Problem description — Every record must be repeated exactly, with no omission.

Given records —
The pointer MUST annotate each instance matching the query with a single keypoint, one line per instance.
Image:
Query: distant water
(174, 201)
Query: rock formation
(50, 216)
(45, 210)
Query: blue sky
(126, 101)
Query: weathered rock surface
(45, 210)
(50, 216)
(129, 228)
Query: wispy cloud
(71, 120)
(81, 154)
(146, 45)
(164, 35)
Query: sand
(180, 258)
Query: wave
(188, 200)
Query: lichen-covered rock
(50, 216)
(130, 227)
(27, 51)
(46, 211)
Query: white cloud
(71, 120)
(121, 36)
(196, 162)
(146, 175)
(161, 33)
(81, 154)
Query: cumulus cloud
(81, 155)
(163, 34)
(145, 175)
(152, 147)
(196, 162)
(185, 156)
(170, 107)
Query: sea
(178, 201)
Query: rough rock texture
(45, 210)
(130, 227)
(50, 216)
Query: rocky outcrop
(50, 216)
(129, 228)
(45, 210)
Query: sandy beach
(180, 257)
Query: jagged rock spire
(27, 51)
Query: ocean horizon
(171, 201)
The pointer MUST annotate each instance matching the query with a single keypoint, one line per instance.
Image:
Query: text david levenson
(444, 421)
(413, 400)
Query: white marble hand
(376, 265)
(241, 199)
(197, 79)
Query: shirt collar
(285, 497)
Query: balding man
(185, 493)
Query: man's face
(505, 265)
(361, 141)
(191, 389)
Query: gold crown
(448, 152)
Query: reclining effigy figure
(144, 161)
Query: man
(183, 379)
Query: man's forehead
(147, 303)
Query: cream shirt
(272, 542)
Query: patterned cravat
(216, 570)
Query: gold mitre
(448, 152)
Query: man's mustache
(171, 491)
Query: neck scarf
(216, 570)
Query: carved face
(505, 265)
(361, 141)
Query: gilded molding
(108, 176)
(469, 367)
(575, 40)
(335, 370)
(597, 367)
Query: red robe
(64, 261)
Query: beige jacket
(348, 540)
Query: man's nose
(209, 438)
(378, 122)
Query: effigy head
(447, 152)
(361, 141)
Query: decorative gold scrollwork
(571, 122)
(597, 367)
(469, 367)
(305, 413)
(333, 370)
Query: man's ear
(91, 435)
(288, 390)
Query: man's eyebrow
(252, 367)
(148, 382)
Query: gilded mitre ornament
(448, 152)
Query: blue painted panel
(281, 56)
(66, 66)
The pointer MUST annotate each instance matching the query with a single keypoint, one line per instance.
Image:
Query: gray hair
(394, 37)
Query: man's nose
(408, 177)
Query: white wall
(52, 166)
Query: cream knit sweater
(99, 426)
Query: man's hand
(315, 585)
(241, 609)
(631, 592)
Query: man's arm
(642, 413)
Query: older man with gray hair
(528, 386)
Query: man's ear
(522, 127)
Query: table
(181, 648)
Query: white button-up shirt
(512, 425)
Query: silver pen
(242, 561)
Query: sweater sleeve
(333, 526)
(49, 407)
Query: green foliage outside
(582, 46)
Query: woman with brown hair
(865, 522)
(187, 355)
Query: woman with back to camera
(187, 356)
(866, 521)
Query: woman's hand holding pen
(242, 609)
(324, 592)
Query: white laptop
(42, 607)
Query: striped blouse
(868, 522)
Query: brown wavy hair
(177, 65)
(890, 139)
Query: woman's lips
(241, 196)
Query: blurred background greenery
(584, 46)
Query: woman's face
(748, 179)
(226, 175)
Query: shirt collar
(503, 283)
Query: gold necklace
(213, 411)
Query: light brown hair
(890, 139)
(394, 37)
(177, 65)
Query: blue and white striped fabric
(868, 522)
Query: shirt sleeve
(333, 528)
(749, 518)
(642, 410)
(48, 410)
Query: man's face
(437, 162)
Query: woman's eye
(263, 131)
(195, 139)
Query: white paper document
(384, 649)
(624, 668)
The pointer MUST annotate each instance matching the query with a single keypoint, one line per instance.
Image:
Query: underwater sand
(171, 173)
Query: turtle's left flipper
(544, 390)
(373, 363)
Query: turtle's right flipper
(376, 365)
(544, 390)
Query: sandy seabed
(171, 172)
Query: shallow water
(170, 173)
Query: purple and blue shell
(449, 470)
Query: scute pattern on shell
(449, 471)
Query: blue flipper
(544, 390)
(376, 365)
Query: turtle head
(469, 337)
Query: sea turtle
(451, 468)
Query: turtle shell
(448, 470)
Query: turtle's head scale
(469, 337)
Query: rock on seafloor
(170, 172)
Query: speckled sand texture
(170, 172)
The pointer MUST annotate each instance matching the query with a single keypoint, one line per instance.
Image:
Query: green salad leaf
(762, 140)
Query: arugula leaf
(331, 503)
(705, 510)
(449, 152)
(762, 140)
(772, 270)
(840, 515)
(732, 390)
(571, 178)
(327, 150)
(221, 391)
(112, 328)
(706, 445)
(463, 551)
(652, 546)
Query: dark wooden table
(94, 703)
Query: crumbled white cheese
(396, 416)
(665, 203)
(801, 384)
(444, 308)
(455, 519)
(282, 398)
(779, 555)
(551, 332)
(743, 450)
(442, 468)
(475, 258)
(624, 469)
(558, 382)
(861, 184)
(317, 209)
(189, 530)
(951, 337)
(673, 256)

Answer to this exercise —
The pointer MUST annotate each instance matching the query with a single keypoint, one line per instance.
Image:
Query: distant water
(174, 201)
Query: rock formation
(50, 216)
(45, 210)
Query: blue sky
(126, 101)
Query: weathered rock surface
(45, 210)
(50, 216)
(129, 228)
Query: wispy cloud
(71, 120)
(81, 154)
(146, 45)
(164, 35)
Query: sand
(180, 258)
Query: wave
(188, 200)
Query: lichen-covered rock
(50, 216)
(130, 227)
(27, 51)
(46, 211)
Query: white cloud
(71, 120)
(121, 36)
(196, 162)
(146, 175)
(161, 33)
(81, 154)
Query: cumulus cloud
(81, 155)
(163, 34)
(145, 175)
(152, 147)
(196, 162)
(185, 156)
(170, 107)
Query: sea
(178, 201)
Query: rough rock texture
(45, 210)
(130, 227)
(50, 216)
Query: rocky outcrop
(50, 216)
(129, 228)
(45, 210)
Query: sandy beach
(180, 257)
Query: jagged rock spire
(27, 51)
Query: ocean horizon
(171, 201)
The pointer MUST annotate each instance matching the query with a single keypoint, one line per instance.
Image:
Query: text david levenson
(444, 421)
(413, 400)
Query: white marble hand
(376, 265)
(241, 199)
(197, 79)
Query: shirt collar
(285, 497)
Query: balding man
(185, 493)
Query: man's face
(505, 265)
(361, 141)
(191, 389)
Query: gold crown
(448, 152)
Query: reclining effigy figure
(144, 161)
Query: man
(183, 379)
Query: man's forehead
(147, 303)
Query: cream shirt
(272, 542)
Query: patterned cravat
(216, 570)
Query: gold mitre
(448, 152)
Query: man's mustache
(171, 491)
Query: neck scarf
(216, 570)
Query: carved face
(505, 265)
(361, 141)
Query: gilded molding
(108, 176)
(469, 367)
(575, 40)
(335, 370)
(597, 367)
Query: red robe
(64, 261)
Query: beige jacket
(348, 540)
Query: man's nose
(209, 438)
(378, 122)
Query: effigy head
(447, 152)
(361, 141)
Query: decorative gold scrollwork
(571, 122)
(597, 367)
(469, 367)
(305, 413)
(333, 370)
Query: man's ear
(91, 435)
(288, 390)
Query: man's eyebrow
(252, 367)
(148, 382)
Query: gilded mitre ornament
(448, 152)
Query: blue painted panel
(281, 56)
(66, 66)
The pointer MUST annotate each instance matching the query with a single keypoint, one line per instance.
Image:
Query: gray hair
(394, 37)
Query: man's nose
(408, 177)
Query: white wall
(52, 166)
Query: cream knit sweater
(99, 426)
Query: man's hand
(315, 585)
(241, 609)
(631, 592)
Query: man's arm
(642, 413)
Query: older man with gray hair
(528, 386)
Query: man's ear
(522, 127)
Query: table
(181, 648)
Query: white button-up shirt
(512, 425)
Query: silver pen
(242, 561)
Query: sweater sleeve
(333, 526)
(49, 407)
Query: green foliage outside
(582, 46)
Query: woman with brown hair
(865, 522)
(187, 355)
Query: woman with back to camera
(187, 356)
(866, 521)
Query: woman's hand holding pen
(242, 609)
(324, 592)
Query: white laptop
(42, 607)
Query: striped blouse
(868, 522)
Query: brown wavy hair
(177, 65)
(890, 139)
Query: woman's lips
(241, 196)
Query: blurred background greenery
(584, 46)
Query: woman's face
(748, 179)
(226, 175)
Query: shirt collar
(503, 283)
Query: gold necklace
(213, 411)
Query: light brown hair
(890, 139)
(394, 37)
(177, 65)
Query: blue and white striped fabric
(868, 522)
Query: shirt sleeve
(333, 528)
(749, 518)
(642, 410)
(48, 410)
Query: man's face
(437, 162)
Query: woman's eye
(263, 131)
(195, 139)
Query: white paper document
(384, 649)
(624, 668)
The pointer MUST annotate each instance matching the query with a single keypoint, one line per instance.
Image:
Query: underwater sand
(171, 173)
Query: turtle's left flipper
(544, 390)
(373, 363)
Query: turtle's right flipper
(376, 365)
(544, 390)
Query: sandy seabed
(171, 172)
Query: shallow water
(170, 173)
Query: purple and blue shell
(449, 470)
Query: scute pattern on shell
(449, 471)
Query: blue flipper
(544, 390)
(376, 365)
Query: turtle head
(469, 337)
Query: sea turtle
(451, 468)
Query: turtle shell
(448, 470)
Query: turtle's head scale
(469, 337)
Query: rock on seafloor
(170, 172)
Query: speckled sand texture
(170, 172)
The pointer MUST annotate each instance matching the query with a single keypoint, one line per instance.
Image:
Query: green salad leaf
(762, 140)
Query: arugula leaf
(331, 503)
(705, 510)
(449, 152)
(762, 140)
(772, 270)
(840, 515)
(732, 390)
(571, 178)
(327, 150)
(221, 391)
(112, 328)
(706, 445)
(463, 551)
(652, 546)
Query: dark wooden table
(94, 703)
Query: crumbled white cheese
(396, 416)
(665, 203)
(801, 384)
(444, 308)
(455, 519)
(282, 398)
(779, 555)
(551, 332)
(743, 450)
(442, 468)
(475, 258)
(624, 469)
(558, 382)
(861, 184)
(317, 209)
(189, 530)
(951, 337)
(673, 256)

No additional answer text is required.